:: Instructions to follow ::
Copy the following records line for line, leaving the pictures out of your copy.

Stored data entries
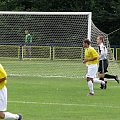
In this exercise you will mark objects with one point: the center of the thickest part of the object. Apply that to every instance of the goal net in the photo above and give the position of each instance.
(113, 65)
(56, 47)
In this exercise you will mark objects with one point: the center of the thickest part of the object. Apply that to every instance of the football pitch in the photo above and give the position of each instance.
(55, 90)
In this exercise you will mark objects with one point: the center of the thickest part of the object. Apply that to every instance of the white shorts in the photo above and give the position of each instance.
(3, 99)
(92, 71)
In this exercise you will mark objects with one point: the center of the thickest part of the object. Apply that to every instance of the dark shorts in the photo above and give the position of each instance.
(103, 65)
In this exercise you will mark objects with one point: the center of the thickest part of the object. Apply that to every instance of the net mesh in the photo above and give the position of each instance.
(113, 65)
(55, 37)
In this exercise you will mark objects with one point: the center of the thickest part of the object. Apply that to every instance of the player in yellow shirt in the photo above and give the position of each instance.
(91, 60)
(3, 98)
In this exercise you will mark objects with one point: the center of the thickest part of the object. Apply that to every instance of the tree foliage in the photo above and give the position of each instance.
(106, 13)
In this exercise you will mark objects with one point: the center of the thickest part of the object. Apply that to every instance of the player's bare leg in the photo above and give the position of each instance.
(10, 116)
(90, 86)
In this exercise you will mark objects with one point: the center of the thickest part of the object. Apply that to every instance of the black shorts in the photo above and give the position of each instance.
(103, 65)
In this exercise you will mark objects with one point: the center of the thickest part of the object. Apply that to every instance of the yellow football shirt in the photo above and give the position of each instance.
(91, 53)
(3, 74)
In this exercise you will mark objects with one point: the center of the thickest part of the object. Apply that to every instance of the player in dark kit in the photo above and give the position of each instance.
(103, 62)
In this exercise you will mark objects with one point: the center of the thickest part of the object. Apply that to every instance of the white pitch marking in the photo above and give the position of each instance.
(66, 104)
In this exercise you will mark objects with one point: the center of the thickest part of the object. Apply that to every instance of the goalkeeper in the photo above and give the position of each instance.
(3, 98)
(27, 46)
(103, 62)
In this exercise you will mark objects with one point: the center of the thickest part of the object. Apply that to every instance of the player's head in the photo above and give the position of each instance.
(26, 32)
(100, 39)
(86, 43)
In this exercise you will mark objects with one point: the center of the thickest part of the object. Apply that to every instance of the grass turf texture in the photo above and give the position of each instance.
(47, 90)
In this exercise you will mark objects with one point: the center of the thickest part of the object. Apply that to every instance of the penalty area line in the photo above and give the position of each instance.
(67, 104)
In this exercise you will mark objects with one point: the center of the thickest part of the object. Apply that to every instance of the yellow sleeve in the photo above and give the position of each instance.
(2, 72)
(94, 53)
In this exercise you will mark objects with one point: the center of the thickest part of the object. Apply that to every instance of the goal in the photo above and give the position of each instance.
(56, 36)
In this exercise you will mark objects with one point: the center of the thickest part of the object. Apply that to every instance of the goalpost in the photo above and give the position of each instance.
(56, 35)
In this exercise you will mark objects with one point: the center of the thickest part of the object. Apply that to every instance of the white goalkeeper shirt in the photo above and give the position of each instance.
(102, 50)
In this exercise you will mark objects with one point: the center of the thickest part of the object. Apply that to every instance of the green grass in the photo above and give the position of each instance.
(47, 90)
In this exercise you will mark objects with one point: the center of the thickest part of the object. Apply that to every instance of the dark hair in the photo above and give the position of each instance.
(87, 41)
(101, 37)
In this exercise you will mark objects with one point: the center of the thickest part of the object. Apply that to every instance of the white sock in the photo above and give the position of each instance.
(96, 80)
(10, 116)
(90, 85)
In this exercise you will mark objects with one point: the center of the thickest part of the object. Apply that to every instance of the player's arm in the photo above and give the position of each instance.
(103, 52)
(90, 59)
(3, 79)
(3, 74)
(95, 56)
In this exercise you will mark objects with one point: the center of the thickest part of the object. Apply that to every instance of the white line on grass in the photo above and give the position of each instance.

:: Response to the task ::
In this exercise you will mark objects with one point: the center of the thickest part of the object. Apply that to every instance of the goal net in the photo above and give the position of each instance.
(113, 65)
(56, 47)
In this exercise you will mark objects with one point: the center of the thickest part of the object. Apply that to every instance of the football pitch in the photo above and give the position of each instance.
(55, 90)
In this exercise you will mark objects with one point: the center of the thickest part of the object. Apply that to every instance of the white shorts in the photo above and give the position of each instance.
(3, 99)
(92, 71)
In this exercise you will mark objects with one point: the center of the thickest part of the object. Apply that to every instance of the dark shorts in the photo above and give the position of each instance.
(103, 65)
In this exercise you will mark objects with one point: the center of the thickest part of the object. Apply that to every instance of the net mesh in the photo above and give the position of each instance.
(113, 65)
(55, 37)
In this exercise you will mark objects with one point: the center of the thickest part of the object. Apply that to every instance of the player in yellow shirt in the photo above and give the position of each instance.
(91, 60)
(3, 98)
In this exercise you will mark objects with one point: the center of the thickest part of the object. Apply that to every instance of the tree foliage in the photo above and give the position of each instance.
(106, 13)
In this exercise you will mark objects with one point: the center of the thickest part of the object. Apply that to every instance of the player's bare leg in the photo above and give the position of each instance.
(10, 116)
(90, 86)
In this exercise you will mark objects with one point: the center of the thickest part of the object. Apply that to every instance of the black shorts in the photo above and give the position of each instance.
(103, 65)
In this exercise you will mark objects with one point: the center of the thickest part of the object. Apply that to every instance of the yellow football shirt in the photo above and give the position of each instance.
(91, 53)
(3, 74)
In this exercise you will mark objects with one point: the center of the thickest part of the object. Apply that to every instance of the player in dark kit in the photo above and give the position of each instance.
(103, 62)
In this exercise you will mark objects with one point: the center of the thickest part of the object. Apply that to every instance of the white pitch marking in the photo above and give the position of each instance.
(66, 104)
In this exercise you will mark objects with one point: the center of the thickest part of the object. Apply that to every instance of the goalkeeper in the photo above and give the position of each instance.
(3, 98)
(27, 46)
(103, 62)
In this exercise you will mark objects with one point: the center of the thickest part of the object. Apply that to every instance of the player's head in the photo above and give the position of each instance.
(26, 32)
(100, 39)
(86, 43)
In this exercise you will mark objects with one point: the center of the thickest part of the object. Apply that to every instance of the grass turf texture in the photo above and give the position of each instance.
(47, 90)
In this exercise you will mark objects with one point: the center of the thickest part of the object. Apply that to every instance of the penalty area line in the photo above and give the position of each instance.
(67, 104)
In this exercise you will mark objects with one point: the center of the thickest part of the object. Apply that to every instance of the yellow sleeve in the photo above and give the position of each instance.
(2, 72)
(94, 53)
In this exercise you will mark objects with one point: the center of the thickest part of the object. Apply that to every instance of the goal in the photo above and give the position of each instance.
(56, 36)
In this exercise you will mark objects with one point: the center of the thickest part of the object. Apply that to every instance of the goalpost in the photo above and give the position of each instance.
(56, 35)
In this exercise you will mark objects with one point: the center of the thickest part of the object. Apply that to every instance of the white goalkeeper shirt in the photo above and give the position of each instance.
(102, 50)
In this exercise you will mark objects with one point: the center of the thickest part of the object. Apply that to every instance of the green grass in the photo above and give the position of each instance.
(47, 90)
In this exercise you will mark objects with one point: the center of the thickest part of the object. Apply that to every instance of the dark hair in the photo above and give the position of each instance.
(87, 41)
(101, 37)
In this exercise you will mark objects with one point: the center of the thickest part of the object. Apply that to every instance of the white sock in the photo above and give the position of each instance.
(96, 80)
(10, 116)
(90, 85)
In this exercise you will mark objects with one point: the center of the thickest part of the object. Apply that to every instance of the player's arm in the photo above and give the position of each instance.
(103, 52)
(90, 59)
(3, 79)
(3, 74)
(95, 56)
In this exercise you will mark objects with one point: the center of the thickest part of the object. Apply that to every instance of the white line on grass in the photo above and give the position of each instance.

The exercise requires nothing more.